▶ **Fragmento para leer**
'''

No era broma. Prendí la televisión justo para ver al vuelo 175 de United Airlines estrellarse contra la torre austral. Fue más que suficiente para despertarme.

Esa mañana la pasé sentado frente al televisor, observando como se desarrollaba la tragedia. Me pregunté como era posible que Superman no hubiera volado frente a las Torres para detener los aviones que volaban hacia ella. Luego pensé en porqué no había aparecido un rayo láser desde los cielos y volado las aeronaves antes de que impactaran. Es decir, fue el fin de mi adolescencia. No existía Superman. Los Estados Unidos no tenían una red de satélites con rayos láser que los protegieran de cualquier agresión. Era como sí hubiera golpeado a mi padre y descubriera que sangraba igual que todos los demás.

'''

(Datos guardados)
'''

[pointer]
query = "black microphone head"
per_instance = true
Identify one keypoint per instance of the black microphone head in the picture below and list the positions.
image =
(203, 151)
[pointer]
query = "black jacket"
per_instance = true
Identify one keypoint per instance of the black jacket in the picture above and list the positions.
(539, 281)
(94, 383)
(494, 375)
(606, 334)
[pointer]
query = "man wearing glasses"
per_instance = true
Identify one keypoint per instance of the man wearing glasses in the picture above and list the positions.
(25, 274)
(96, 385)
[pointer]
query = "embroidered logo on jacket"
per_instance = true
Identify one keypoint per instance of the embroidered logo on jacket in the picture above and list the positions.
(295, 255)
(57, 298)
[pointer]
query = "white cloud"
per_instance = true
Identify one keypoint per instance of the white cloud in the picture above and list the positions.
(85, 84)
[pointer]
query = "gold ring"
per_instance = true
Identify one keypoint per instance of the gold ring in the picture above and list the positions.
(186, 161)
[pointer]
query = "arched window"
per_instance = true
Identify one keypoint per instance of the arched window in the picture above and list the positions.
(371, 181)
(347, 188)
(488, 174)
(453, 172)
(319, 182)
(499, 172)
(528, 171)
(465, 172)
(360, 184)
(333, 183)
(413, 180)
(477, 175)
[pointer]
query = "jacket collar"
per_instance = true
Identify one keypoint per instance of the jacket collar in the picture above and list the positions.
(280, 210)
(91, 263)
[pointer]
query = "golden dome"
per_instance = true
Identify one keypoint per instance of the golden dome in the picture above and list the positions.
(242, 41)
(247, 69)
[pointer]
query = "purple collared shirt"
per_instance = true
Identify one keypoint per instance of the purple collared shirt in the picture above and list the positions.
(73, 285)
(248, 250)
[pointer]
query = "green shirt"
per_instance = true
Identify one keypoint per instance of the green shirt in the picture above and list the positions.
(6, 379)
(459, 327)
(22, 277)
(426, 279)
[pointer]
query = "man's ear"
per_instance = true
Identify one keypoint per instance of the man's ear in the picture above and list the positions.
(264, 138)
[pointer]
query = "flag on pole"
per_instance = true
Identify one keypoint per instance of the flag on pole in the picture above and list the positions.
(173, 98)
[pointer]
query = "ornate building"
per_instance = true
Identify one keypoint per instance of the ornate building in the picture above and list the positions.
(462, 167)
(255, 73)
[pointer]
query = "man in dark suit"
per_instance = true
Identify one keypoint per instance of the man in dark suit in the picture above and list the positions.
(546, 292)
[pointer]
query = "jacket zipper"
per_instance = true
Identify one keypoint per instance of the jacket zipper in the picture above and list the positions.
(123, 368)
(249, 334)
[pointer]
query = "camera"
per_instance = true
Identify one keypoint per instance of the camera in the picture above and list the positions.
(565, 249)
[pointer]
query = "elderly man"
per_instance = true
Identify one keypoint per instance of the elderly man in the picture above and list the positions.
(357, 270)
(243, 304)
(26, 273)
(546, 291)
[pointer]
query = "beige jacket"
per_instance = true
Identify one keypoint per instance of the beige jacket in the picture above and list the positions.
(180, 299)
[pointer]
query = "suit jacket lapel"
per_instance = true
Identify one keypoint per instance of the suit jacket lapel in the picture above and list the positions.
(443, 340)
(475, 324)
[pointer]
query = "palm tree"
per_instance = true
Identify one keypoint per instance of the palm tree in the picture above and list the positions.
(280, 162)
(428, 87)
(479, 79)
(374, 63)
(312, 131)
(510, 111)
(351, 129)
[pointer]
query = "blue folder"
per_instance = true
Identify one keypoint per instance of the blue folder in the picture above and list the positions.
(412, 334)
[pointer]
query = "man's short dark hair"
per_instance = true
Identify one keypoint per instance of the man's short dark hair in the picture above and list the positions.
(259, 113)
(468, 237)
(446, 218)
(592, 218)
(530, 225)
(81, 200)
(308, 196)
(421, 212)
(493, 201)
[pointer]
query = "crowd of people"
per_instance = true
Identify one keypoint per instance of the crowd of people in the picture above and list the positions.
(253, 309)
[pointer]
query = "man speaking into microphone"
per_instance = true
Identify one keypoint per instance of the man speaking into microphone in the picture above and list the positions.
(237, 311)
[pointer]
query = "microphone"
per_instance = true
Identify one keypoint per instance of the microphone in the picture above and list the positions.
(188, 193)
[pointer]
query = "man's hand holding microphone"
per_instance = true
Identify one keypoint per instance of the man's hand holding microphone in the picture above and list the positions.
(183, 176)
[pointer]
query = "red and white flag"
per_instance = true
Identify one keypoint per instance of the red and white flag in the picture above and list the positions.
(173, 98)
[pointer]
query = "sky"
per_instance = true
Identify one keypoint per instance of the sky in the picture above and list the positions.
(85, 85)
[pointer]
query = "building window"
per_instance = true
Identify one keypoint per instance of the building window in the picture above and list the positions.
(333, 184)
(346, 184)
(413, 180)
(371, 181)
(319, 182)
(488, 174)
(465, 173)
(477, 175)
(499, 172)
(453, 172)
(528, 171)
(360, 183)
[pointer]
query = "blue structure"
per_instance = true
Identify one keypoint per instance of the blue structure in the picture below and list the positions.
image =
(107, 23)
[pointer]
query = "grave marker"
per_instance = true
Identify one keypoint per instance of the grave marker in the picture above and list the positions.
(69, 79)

'''

▶ **Lo que se pide**
Prosigue el relato sobre la mañana en que un avión se estrelló contra las Torres a partir de su última oración. Las entradas provienen de otra fuente.

▶ **La respuesta**
Mucho tiempo después, o lo que parecía mucho tiempo después, mientras veía desplomarse la segunda torre, recordé que no hacía tantos yo había estado parado en el mirador que estaba dejando de existir frente a mis ojos, leyendo un letrero que decía “Se prohíbe escupir o arrojar objetos”. No podía dejar de pensar en ese tonto letrero mientras la televisión mostraba, minutos antes, a los desperados que se lanzaban por las ventanas de las Torres. Desde el mirador de las Torres Gemelas, el mundo se veía de un color distinto. Estabas parado en el punto más alto de la mejor ciudad sobre el planeta. Literalmente, el mundo quedaba a tus pies. Y ese lugar ya no existe, pensé. Ya nunca volveré al mirador de las Torres Gemelas, ni ese letrero que dice “Se prohíbe escupir o arrojar objetos” me retará a escupir o arrojar un centavo hacía la calle. Me imaginé como un fantasma parado en el mirador mientras el suelo se desplomaba. Recordé, también, el viejo insulto chino, “que vivas tiempos interesantes”, y lo comprendí por completo.

El mundo acababa de cambiar frente a mis ojos. Yo estaba seguro de una cosa: no estaba listo. Estaba atrapado en una carrera que no me gustaba, en una universidad que odiaba, en una relación amorosa que sólo me llenaba de veneno y no tenía ni la menor idea de lo que quería hacer con mi vida. Empezaba a faltar a clases, a huir de mi novia. Huía de todo. No quería ver a mi familia ni a mis amigos. No quería salir a la calle, ni ver televisión. De hecho, lo único que quería era dormir. Mataba los días sumido en el letargo, sufría de insomnio por las noches. Mi vida me parecía la más ruin de las vidas.

Entonces cayeron las Torres Gemelas.

Eso pone tu vida en perspectiva.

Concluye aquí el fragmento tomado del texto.